● **Arbeitsaufträge**:
1) Zitieren Sie aus dem vorliegenden Text die Stelle, beginnend mit „Aus: Die Hundert“ und weiter bis einschließlich „Moore und Grabenränder.“.
2) Nennen Sie alle Pflanzen, die der vorliegende Text als typisch für den Schwingrasen aufführt.

● **Vorliegender Text**:
——

Ein Schwingrasen ist eine Decke aus ausläuferbildenden und anderen Pflanzen und Moosen, die auf ein Gewässer hinauswachsen. Unterhalb der Pflanzendecke auf der Wasseroberfläche bildet sich Torf, der langsam nach unten sinkt und nach und nach das Gewässer auffüllt.
Typische Pflanzengesellschaften im Schwingrasen sind Torfmoos, Wollgras, Sonnentau und Moosbeere.

Aus: Die Hundert Deutschen Wilden Holz-Arten
Die Pflanze Drosera rotundifolia hat ihren wissenschaftlichen „Vornamen“ vom griechischen Wort droseros, es bedeutet taubedeckt. Rotundifolia deutet auf runde Blätter hin – und siehe da: an den runden Blättern des Rundblättrigen Sonnentaus glitzern in der Sonne scheinbar Tautropfen. Tatsächlich sind dies die Tentakel mit Drüsen, aus denen der Sonnentau ein nach Honig duftendes Sekret absondert. Insekten werden dadurch angelockt, bleiben kleben und werden bis auf Reste ihres Chitinpanzers verdaut, von dieser fleischfressenden Pflanze der Moore und Grabenränder.

——

● **Erfasste Daten**:
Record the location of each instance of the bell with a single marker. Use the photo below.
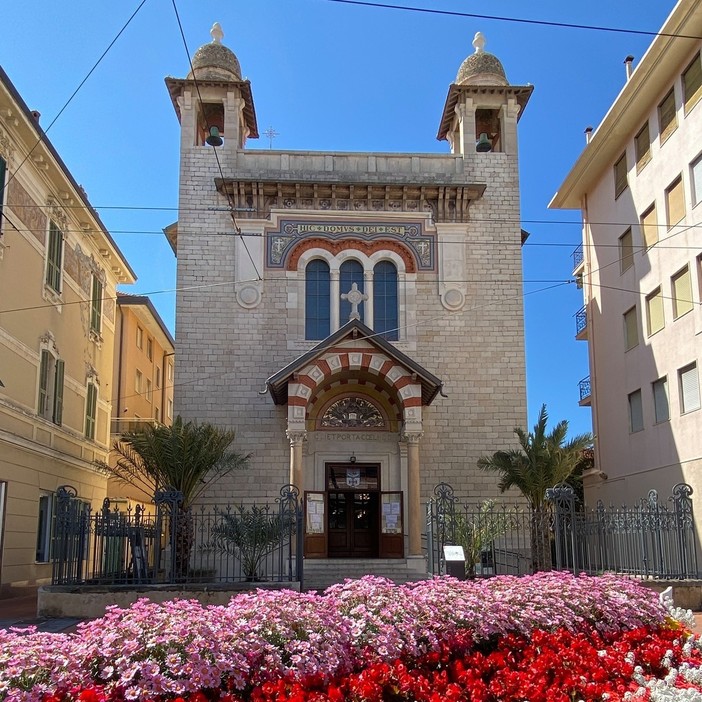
(483, 144)
(214, 139)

——

● **Lösungen der Reihe nach**:
1)
Aus: Die Hundert Deutschen Wilden Holz-Arten
Die Pflanze Drosera rotundifolia hat ihren wissenschaftlichen „Vornamen“ vom griechischen Wort droseros, es bedeutet taubedeckt. Rotundifolia deutet auf runde Blätter hin – und siehe da: an den runden Blättern des Rundblättrigen Sonnentaus glitzern in der Sonne scheinbar Tautropfen. Tatsächlich sind dies die Tentakel mit Drüsen, aus denen der Sonnentau ein nach Honig duftendes Sekret absondert. Insekten werden dadurch angelockt, bleiben kleben und werden bis auf Reste ihres Chitinpanzers verdaut, von dieser fleischfressenden Pflanze der Moore und Grabenränder.

2) Torfmoos, Wollgras, Sonnentau, Moosbeere